##### ENTRIES SHOWN
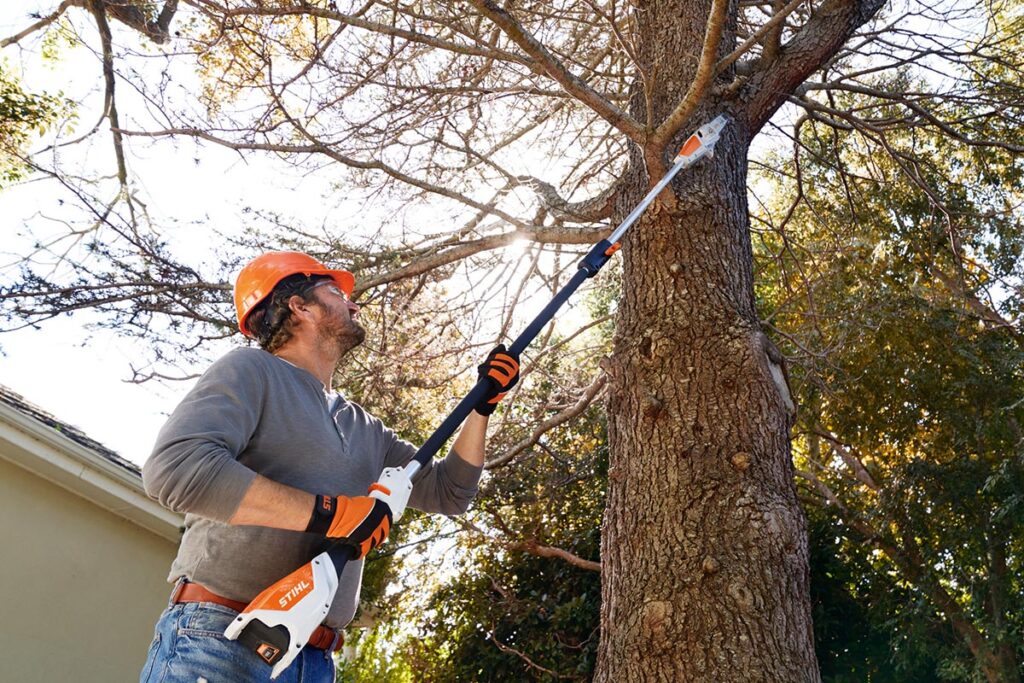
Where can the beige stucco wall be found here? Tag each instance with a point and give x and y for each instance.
##########
##### ENTRIES SHOWN
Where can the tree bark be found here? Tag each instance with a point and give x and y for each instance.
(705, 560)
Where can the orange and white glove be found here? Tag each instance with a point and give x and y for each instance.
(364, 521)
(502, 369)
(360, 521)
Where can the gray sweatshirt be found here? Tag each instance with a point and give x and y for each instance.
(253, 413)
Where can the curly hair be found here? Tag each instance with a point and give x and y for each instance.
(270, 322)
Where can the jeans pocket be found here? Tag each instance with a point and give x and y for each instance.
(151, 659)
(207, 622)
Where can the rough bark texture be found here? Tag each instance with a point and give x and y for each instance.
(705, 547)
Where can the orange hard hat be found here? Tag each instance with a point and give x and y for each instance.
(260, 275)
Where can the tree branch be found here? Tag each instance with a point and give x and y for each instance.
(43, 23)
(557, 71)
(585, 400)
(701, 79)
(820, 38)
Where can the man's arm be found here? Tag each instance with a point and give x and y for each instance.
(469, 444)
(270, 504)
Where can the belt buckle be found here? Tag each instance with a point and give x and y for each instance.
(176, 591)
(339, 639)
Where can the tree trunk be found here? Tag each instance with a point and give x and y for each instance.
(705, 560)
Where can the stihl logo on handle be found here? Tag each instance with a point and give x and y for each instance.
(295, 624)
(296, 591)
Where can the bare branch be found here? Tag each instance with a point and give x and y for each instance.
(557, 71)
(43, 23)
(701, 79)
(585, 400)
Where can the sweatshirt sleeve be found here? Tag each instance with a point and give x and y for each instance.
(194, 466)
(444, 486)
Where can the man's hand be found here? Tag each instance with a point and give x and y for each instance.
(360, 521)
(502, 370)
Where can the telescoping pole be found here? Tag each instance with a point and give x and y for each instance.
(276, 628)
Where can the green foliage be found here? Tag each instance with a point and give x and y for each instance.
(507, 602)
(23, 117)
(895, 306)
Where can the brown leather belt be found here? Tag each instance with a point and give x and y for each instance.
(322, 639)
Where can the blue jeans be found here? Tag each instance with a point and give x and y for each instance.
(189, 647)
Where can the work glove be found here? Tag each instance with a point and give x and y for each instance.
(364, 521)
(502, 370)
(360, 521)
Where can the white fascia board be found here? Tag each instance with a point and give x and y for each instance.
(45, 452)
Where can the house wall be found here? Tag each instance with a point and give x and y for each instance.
##########
▸ TO BE DONE: Can you repeat the records from the line with "Where can the telescoping" up to and including the line with "Where can the house", substituting "safety glove" for "work glove" and leaving everything else unchanged?

▸ RESULT BELOW:
Where can the telescoping pole be found here? Tag each instance with a point and give x and y for each instance.
(276, 628)
Where can the green foliage be found here? Tag each instance with a point and give x and y for each instance.
(507, 602)
(23, 117)
(895, 306)
Where can the brown leather belt be found here? Tag each instance with a point and give x and y for each instance.
(322, 639)
Where can the blue jeans be found here? Tag each instance with a point and give x and y for each instance.
(189, 647)
Where can the safety glove be found here? Tag each instance with a point and give x and y for each instance.
(364, 521)
(502, 370)
(360, 521)
Where can the white fascia board be found here? Tag each instance with a point and give x and y for each instance.
(45, 452)
Where can the house wall be found here? Tag each instance with a point and give x and y for each instance.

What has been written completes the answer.